*WHAT YOU WILL DO*
A: Translate this sentence from the post about going back in time into Spanish: "I honestly believe he is one of the most underrated actors out there."
B: Proceed with the post about going back in time, writing on from its last sentence.

Time Machine 101

I am a fan of Joseph Gordon-Levitt. Tom Hansen of 500 Days of Summer.

I honestly believe he is one of the most underrated actors out there. But aside from the usual performing arts he does, he directs HitRECord, an international collaboration platform. If you follow him on Twitter or Facebook, you would see how smart he is.

This morning, his question was about going back in time. I found myself reading the comments and based on what I have seen, it all boils down to two things: places and moments.

1. Place they want to go back to

I would want to include time in this category as some one-liner answers go something like New York, 1950.  No explanations, just that.

Judging by the commenters’ photos, they are possibly born years after that period.

This told me that, maybe, looking at the world before thru photos make us think of how simple life was then. No technology just pure interpersonal communication. The fashion was different, too. Gender roles could have probabaly been stiffer, but it tells me that people would always long for the things they would never know or are never meant to find out.

I realized that exercises like this reveal our innate gesture of clinging to the past. A past we were never part of, but a product of. It tells me that our generation and future ones would always look for ways to bring back what their precedents would leave behind. Could this only mean that as we progress, we wish to somehow keep all we have had and never make them extinct? That, probably, if we had the physical things all througout the ages, we would always feel complete?

Excerpts of labeled region data records:

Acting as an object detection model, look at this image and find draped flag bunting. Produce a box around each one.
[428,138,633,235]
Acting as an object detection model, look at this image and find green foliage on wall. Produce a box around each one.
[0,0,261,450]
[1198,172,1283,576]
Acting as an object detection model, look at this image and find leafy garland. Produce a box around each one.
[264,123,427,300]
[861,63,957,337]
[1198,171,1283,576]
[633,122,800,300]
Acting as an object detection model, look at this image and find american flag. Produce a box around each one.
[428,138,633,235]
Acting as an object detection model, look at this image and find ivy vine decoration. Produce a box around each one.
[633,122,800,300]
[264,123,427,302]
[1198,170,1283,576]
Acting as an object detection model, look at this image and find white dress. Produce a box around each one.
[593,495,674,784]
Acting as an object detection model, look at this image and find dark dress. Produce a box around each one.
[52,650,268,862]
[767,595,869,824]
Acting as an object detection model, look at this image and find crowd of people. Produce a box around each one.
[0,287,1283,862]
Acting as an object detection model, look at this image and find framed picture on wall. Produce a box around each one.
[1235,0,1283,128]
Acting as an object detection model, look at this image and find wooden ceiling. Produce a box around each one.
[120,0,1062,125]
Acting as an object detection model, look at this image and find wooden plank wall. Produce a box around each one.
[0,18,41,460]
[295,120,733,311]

...

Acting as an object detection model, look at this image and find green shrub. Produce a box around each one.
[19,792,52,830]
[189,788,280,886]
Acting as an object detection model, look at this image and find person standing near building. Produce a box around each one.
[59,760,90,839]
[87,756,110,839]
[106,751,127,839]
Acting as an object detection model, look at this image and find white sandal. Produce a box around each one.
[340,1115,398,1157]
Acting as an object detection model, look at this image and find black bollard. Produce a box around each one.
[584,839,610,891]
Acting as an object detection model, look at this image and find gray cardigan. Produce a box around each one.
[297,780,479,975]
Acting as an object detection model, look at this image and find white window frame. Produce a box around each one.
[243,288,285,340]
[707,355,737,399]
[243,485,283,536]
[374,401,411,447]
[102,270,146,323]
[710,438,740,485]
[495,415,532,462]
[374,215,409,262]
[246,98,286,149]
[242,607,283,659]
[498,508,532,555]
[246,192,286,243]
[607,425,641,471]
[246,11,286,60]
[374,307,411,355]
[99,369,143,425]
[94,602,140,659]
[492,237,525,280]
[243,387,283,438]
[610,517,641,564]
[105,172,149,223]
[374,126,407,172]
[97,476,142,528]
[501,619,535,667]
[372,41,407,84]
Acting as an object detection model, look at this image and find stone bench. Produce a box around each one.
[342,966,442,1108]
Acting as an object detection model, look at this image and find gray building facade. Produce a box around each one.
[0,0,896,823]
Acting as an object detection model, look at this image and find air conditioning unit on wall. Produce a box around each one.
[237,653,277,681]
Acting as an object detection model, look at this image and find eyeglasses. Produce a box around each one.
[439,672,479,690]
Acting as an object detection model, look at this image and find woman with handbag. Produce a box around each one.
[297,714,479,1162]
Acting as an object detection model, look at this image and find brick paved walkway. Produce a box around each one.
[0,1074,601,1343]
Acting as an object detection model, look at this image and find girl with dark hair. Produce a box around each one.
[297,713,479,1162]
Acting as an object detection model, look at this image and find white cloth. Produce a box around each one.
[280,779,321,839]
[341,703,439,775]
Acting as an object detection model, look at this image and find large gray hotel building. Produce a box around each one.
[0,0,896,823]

*ANSWER LIST*
A: Sinceramente creo que es uno de los actores más subestimados que hay.

B:
2. Moments they wish they knew were the last

These answers were followed by regrets for after that moment, their lives were changed forever. Morever, all of them wish that they had known so that they could have spent longer hours with it.

Reading was painful. Everybody wanted to change one decision so their lives now might be better. We always have that thought but really, if we would go back in time and tweak it, would our lives really be different?

Nurturing these thoughts not only destroy our potential to be happy and to be responsible for all our decisions, but it also gives us the belief that the life that follows a fateful choice is a broken one. Which isn’t.

There are moments we would want to last because they are happy memories, but then we need to always move forward. Regardless of the emotion involved in a moment, it is always meant to be lived once.

So, this evening, I realized that in order for me to appreciate life a bit more, I need to fuse the past and the present: put technology into a low and focus on the experience as it happens. If I were at the beach, I would take one photo then spend three hours in actual swimming. If I were with a person I love, I would take a photo, then fix my eyes on that person for the rest of the day.

Instagramming can wait. That moment would end.

In this life, we need to make a decision and that is to choose between these: to build a lasting relationship with a mobile device, or to spend real time with real life.

 

Be real.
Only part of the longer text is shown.